#### What you have to do
Reformat the data below as a numbered list with one entry per line, omitting any blank lines.

Shape annotation entries
|---|
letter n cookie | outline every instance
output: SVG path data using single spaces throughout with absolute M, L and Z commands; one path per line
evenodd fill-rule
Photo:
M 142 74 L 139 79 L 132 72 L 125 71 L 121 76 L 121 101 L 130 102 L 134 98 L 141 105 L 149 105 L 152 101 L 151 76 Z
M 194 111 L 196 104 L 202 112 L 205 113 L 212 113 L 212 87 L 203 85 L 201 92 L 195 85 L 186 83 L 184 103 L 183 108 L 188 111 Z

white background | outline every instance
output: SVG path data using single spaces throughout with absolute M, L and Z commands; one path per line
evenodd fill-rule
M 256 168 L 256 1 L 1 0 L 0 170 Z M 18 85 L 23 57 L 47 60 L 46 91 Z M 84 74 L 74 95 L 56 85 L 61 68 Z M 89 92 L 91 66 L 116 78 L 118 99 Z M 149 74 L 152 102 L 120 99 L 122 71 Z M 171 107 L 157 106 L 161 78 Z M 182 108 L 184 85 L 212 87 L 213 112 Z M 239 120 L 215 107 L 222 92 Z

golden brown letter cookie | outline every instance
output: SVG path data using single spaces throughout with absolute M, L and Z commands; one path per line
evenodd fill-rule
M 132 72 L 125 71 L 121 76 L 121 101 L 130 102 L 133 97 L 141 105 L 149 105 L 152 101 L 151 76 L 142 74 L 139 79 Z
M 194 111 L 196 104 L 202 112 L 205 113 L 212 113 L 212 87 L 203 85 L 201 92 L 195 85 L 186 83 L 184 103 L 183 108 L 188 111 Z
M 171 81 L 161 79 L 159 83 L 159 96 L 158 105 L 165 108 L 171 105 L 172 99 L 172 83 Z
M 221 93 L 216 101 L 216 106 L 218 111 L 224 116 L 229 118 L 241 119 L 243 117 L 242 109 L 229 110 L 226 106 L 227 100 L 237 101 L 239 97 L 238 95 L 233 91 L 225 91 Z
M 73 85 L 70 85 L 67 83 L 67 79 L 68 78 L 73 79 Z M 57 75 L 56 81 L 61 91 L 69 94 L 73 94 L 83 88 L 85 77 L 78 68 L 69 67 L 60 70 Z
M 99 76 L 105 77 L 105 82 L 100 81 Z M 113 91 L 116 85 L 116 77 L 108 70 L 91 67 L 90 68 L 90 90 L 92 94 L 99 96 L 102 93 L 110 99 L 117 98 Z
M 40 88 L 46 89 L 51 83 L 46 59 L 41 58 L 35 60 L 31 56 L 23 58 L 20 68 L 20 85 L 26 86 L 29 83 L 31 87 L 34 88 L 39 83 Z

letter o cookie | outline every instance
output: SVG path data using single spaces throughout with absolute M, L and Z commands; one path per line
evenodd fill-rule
|---|
#### Task output
1. letter n cookie | outline every instance
2. output: SVG path data using single spaces throughout with absolute M, L and Z commands; one path per line
3. evenodd fill-rule
4. Photo:
5. M 142 74 L 139 79 L 132 72 L 125 71 L 121 76 L 121 101 L 130 102 L 134 98 L 141 105 L 149 105 L 152 101 L 151 76 Z
6. M 194 111 L 196 104 L 202 112 L 205 113 L 212 113 L 212 87 L 203 85 L 201 92 L 195 85 L 186 83 L 184 103 L 183 108 L 188 111 Z
7. white background | outline every instance
8. output: SVG path data using single spaces throughout with absolute M, L and Z commands; one path per line
9. evenodd fill-rule
10. M 256 168 L 256 1 L 1 0 L 0 170 Z M 18 85 L 23 57 L 47 60 L 46 91 Z M 84 74 L 74 95 L 56 85 L 61 68 Z M 89 92 L 91 66 L 116 78 L 118 99 Z M 149 74 L 152 102 L 120 99 L 122 71 Z M 171 107 L 157 106 L 161 78 Z M 182 108 L 184 85 L 212 87 L 213 112 Z M 239 120 L 215 107 L 222 92 Z
11. golden brown letter cookie | outline every instance
12. output: SVG path data using single spaces throughout with absolute M, L and Z commands; one path per line
13. evenodd fill-rule
14. M 132 72 L 125 71 L 121 76 L 121 101 L 130 102 L 133 97 L 141 105 L 149 105 L 152 101 L 151 76 L 142 74 L 139 79 Z
15. M 194 111 L 196 104 L 202 112 L 205 113 L 212 113 L 212 87 L 203 85 L 201 92 L 195 85 L 186 83 L 184 103 L 183 108 L 188 111 Z
16. M 171 81 L 161 79 L 159 83 L 159 96 L 158 105 L 165 108 L 171 105 L 172 99 L 172 83 Z
17. M 221 93 L 216 101 L 216 106 L 218 111 L 224 116 L 229 118 L 241 119 L 243 117 L 242 109 L 229 110 L 226 106 L 227 100 L 237 101 L 239 97 L 238 95 L 233 91 L 225 91 Z
18. M 73 85 L 70 85 L 67 83 L 67 79 L 68 78 L 73 79 Z M 57 75 L 56 81 L 61 91 L 69 94 L 73 94 L 83 88 L 85 77 L 78 68 L 69 67 L 60 70 Z
19. M 99 76 L 105 77 L 105 82 L 100 81 Z M 113 91 L 116 85 L 116 77 L 108 70 L 91 67 L 90 68 L 90 90 L 92 94 L 99 96 L 102 93 L 110 99 L 117 98 Z
20. M 40 88 L 46 89 L 51 83 L 46 59 L 41 58 L 35 60 L 31 56 L 23 58 L 20 68 L 20 85 L 26 86 L 29 83 L 31 87 L 34 88 L 39 83 Z
21. letter o cookie | outline every instance
22. output: SVG path data using single spaces throughout with absolute M, L and Z commands; one path per line
23. evenodd fill-rule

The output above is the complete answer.